Extract:
Protocol Abuse for Covert Channels

Attackers abuse legitimate protocols to create covert communication channels that blend with expected network traffic. Each protocol presents unique detection opportunities for defenders.

• DNS tunneling (T1071.004) - DNS is one of the most commonly abused protocols because it is almost universally allowed through firewalls. Attackers encode data into DNS queries and responses, using the query name field to exfiltrate data and TXT or CNAME records to receive commands. Defenders should monitor for unusually long DNS query names, high volumes of DNS queries to a single domain, queries for uncommon record types, and DNS traffic to non-standard resolvers. Tools like passive DNS monitoring and DNS analytics platforms can identify tunneling patterns that manual review would miss.

Excerpted records:
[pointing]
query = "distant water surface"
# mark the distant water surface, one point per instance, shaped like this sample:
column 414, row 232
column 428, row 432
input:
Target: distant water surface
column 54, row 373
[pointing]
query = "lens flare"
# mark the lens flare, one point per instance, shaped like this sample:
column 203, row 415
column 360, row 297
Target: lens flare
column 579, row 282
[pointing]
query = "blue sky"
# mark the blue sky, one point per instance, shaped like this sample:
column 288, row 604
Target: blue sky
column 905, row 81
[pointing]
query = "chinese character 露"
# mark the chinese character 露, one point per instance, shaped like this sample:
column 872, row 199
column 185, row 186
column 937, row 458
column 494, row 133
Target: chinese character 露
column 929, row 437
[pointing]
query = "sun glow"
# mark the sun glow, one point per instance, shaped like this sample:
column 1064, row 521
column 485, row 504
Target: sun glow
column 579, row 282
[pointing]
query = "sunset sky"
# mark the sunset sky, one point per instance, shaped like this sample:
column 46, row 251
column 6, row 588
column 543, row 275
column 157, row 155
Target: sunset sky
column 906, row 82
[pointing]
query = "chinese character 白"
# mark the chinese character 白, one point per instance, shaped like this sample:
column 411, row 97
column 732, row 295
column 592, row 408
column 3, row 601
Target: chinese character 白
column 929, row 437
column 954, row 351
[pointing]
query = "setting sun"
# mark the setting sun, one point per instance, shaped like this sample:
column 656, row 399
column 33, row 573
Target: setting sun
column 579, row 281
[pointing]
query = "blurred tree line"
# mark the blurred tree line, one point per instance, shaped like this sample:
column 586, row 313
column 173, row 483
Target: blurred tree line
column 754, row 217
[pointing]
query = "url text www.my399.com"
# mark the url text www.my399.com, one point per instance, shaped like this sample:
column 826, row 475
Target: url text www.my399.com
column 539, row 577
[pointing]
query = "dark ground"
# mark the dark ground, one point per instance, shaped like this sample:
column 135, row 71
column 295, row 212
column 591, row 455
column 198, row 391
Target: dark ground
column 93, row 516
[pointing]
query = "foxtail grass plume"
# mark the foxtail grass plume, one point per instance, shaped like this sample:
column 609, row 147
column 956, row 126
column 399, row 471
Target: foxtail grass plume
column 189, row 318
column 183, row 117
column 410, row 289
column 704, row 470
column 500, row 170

Stated exercise 1:
Translate this sentence from the protocol-abuse extract into Spanish: "Each protocol presents unique detection opportunities for defenders."
Stated exercise 2:
Answer these questions from the protocol-abuse extract:
(a) What do attackers create by abusing legitimate protocols?
(b) Why is DNS one of the most commonly abused protocols?
(c) Which DNS record types do attackers use to receive commands?
The data has no connection to the text on protocol abuse.

Written response 1:
Cada protocolo presenta oportunidades únicas de detección para los defensores.

Written response 2:
(a) Covert communication channels that blend with expected network traffic.
(b) It is almost universally allowed through firewalls.
(c) TXT or CNAME records.